• _Goal of the exercise_: Rewrite these lines as a numbered list, omitting any blank lines.

Records for this exercise Start Marker

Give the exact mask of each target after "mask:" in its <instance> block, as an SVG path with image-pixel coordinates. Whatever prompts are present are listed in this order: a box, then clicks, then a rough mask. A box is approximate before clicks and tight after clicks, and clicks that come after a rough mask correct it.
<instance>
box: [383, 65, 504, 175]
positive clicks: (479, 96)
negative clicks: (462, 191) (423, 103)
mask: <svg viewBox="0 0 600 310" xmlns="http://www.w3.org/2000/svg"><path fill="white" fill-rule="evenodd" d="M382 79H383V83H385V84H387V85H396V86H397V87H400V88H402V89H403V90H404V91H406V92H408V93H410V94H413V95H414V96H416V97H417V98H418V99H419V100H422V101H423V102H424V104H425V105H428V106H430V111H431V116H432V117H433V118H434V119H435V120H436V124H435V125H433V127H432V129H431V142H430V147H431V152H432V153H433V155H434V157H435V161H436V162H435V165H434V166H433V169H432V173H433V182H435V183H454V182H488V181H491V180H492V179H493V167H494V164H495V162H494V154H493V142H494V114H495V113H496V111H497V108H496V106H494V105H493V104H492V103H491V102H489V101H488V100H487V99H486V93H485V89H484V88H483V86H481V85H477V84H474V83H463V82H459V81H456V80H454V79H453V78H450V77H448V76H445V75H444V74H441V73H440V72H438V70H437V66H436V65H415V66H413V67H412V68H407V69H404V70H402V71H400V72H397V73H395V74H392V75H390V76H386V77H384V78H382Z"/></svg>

Records for this exercise End Marker

• _Solution_:
1. Give the exact mask of each target after "mask:" in its <instance> block, as an SVG path with image-pixel coordinates. Whatever prompts are present are listed in this order: a box, then clicks, then a rough mask. A box is approximate before clicks and tight after clicks, and clicks that come after a rough mask correct it.
2. <instance>
3. box: [383, 65, 504, 175]
4. positive clicks: (479, 96)
5. negative clicks: (462, 191) (423, 103)
6. mask: <svg viewBox="0 0 600 310" xmlns="http://www.w3.org/2000/svg"><path fill="white" fill-rule="evenodd" d="M382 79H383V83H385V84H387V85H396V86H397V87H400V88H402V89H403V90H404V91H406V92H408V93H410V94H413V95H414V96H416V97H417V98H418V99H419V100H422V101H423V102H424V104H425V105H428V106H430V111H431V116H432V117H433V118H434V119H435V120H436V124H435V125H433V127H432V129H431V142H430V147H431V152H432V153H433V155H434V157H435V161H436V162H435V165H434V166H433V169H432V173H433V182H435V183H454V182H488V181H491V180H492V179H493V167H494V164H495V162H494V154H493V142H494V114H495V113H496V111H497V108H496V106H494V105H493V104H492V103H491V102H489V101H488V100H487V99H486V93H485V89H484V88H483V86H481V85H477V84H474V83H463V82H459V81H456V80H454V79H453V78H450V77H448V76H445V75H444V74H441V73H440V72H438V70H437V66H436V65H415V66H413V67H412V68H407V69H404V70H402V71H400V72H397V73H395V74H392V75H390V76H386V77H384V78H382Z"/></svg>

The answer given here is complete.